Required work – Count the lines in the entries below that contain the word "mountain". Reply with the number alone.

Record excerpts –

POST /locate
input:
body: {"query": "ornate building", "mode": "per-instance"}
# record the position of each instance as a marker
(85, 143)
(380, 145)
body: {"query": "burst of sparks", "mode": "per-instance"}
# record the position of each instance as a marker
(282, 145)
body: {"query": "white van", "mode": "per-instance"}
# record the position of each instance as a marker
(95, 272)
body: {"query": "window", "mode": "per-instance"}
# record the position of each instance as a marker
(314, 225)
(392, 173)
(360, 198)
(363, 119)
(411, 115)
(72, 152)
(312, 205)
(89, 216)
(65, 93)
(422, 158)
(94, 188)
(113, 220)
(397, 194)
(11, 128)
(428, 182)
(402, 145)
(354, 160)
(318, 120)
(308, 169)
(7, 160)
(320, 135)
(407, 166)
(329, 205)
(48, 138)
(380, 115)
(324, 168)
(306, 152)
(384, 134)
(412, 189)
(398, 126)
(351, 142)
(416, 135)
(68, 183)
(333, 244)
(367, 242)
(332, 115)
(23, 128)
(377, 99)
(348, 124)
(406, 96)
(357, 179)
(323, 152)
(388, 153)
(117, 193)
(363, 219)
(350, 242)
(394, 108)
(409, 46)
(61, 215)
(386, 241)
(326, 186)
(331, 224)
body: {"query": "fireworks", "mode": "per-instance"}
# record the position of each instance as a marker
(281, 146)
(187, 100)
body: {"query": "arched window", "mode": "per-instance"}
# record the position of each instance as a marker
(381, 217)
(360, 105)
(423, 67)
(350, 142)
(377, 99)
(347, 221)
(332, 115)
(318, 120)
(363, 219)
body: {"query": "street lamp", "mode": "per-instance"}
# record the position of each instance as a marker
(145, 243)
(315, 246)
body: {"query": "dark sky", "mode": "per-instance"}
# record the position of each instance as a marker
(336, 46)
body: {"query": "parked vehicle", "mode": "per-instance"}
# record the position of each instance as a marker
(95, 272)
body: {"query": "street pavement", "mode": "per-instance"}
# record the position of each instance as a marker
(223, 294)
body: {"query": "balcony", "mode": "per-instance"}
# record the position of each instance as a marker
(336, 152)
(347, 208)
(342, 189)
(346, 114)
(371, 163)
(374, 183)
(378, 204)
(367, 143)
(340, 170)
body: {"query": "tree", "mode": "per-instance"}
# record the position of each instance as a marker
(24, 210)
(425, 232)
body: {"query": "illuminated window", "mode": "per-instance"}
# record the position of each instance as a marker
* * *
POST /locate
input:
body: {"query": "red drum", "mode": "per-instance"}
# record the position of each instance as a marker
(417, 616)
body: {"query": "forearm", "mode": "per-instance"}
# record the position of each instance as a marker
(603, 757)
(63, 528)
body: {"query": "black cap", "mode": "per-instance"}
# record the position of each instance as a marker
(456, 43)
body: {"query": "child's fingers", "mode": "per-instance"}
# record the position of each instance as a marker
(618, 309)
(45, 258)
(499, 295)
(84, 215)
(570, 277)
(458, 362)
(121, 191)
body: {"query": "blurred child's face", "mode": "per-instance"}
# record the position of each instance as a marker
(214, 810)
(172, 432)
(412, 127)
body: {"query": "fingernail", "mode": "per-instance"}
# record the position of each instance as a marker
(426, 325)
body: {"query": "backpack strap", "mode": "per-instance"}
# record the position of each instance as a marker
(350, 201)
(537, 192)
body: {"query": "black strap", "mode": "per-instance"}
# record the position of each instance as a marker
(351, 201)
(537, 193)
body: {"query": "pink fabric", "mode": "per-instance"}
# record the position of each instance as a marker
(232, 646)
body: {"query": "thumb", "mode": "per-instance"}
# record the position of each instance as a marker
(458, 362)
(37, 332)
* * *
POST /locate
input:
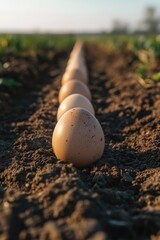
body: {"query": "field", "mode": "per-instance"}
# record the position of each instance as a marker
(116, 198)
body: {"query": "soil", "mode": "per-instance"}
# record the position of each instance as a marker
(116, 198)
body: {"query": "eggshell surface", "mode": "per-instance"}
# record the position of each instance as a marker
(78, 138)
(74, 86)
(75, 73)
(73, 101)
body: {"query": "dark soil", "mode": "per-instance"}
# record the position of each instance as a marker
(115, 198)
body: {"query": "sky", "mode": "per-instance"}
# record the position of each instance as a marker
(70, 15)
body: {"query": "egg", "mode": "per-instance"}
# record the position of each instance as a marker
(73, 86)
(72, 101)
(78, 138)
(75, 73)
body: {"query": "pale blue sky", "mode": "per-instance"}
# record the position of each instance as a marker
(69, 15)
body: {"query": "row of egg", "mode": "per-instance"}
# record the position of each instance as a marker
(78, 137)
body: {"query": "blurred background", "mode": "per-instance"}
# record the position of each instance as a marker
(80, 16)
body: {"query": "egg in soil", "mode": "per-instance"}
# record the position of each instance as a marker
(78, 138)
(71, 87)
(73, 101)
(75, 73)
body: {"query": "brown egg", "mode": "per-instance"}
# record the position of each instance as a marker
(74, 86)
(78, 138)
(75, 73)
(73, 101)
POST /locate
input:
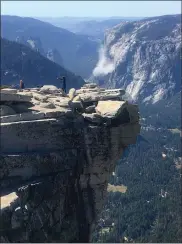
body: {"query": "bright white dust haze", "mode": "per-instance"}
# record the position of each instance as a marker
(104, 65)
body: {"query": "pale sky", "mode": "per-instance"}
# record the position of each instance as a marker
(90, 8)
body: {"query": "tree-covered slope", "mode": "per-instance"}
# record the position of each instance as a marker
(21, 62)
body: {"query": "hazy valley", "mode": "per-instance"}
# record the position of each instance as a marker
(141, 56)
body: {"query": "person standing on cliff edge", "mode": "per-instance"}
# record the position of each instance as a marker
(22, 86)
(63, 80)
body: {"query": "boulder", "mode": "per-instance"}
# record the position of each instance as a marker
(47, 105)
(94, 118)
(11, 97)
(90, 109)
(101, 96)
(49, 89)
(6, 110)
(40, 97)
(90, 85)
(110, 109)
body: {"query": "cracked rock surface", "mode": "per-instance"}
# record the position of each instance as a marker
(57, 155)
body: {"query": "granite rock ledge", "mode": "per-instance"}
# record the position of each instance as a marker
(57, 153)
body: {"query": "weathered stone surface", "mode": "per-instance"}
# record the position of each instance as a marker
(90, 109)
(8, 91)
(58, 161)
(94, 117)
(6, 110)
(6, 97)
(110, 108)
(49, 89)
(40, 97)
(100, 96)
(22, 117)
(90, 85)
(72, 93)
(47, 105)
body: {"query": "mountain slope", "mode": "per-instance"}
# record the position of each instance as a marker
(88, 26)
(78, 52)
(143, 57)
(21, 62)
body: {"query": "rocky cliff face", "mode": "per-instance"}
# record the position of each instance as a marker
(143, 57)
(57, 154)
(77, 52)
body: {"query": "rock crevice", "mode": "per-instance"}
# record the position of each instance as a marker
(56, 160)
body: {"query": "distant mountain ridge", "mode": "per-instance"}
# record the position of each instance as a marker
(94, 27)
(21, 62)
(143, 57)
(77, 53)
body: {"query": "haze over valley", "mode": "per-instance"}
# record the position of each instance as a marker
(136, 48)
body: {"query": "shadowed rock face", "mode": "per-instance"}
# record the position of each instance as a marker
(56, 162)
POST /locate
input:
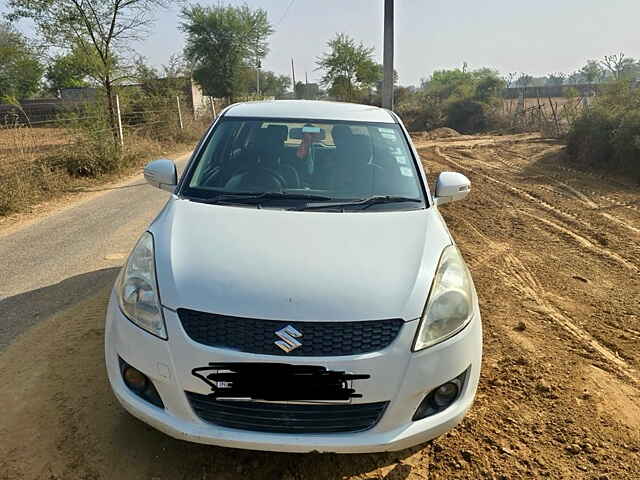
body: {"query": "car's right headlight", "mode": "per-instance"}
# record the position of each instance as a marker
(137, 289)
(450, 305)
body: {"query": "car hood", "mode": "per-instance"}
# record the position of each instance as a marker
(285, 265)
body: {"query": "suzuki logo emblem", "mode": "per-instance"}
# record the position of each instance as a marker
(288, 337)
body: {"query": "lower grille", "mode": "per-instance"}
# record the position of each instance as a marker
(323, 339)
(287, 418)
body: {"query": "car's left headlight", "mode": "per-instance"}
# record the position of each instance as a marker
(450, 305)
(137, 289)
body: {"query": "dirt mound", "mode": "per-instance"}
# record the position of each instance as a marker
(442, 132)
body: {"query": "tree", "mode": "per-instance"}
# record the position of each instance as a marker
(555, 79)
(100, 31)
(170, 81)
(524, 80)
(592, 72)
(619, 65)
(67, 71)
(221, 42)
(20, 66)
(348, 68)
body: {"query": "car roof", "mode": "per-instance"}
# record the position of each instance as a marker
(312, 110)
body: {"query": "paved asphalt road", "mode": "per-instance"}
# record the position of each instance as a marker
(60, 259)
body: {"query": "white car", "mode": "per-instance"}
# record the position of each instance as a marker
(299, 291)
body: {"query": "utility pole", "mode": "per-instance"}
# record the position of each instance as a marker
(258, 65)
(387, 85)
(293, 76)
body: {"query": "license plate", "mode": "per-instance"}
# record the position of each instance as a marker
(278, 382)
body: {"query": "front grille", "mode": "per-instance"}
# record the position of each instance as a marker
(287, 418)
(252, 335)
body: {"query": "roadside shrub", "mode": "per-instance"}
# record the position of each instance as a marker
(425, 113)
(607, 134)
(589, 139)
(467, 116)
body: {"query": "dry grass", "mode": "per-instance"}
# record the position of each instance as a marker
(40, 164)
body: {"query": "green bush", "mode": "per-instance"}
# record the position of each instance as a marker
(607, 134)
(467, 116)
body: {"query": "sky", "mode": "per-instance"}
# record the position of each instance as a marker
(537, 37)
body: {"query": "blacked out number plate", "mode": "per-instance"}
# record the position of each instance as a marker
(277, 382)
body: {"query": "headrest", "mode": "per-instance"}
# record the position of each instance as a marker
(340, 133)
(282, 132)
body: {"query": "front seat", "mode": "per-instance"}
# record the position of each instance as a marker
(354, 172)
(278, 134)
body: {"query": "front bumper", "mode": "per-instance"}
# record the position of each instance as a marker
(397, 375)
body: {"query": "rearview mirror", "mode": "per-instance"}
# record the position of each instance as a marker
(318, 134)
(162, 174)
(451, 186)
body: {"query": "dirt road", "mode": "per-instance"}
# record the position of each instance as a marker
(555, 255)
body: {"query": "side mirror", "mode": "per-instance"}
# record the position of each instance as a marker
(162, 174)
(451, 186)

Answer to the problem – 2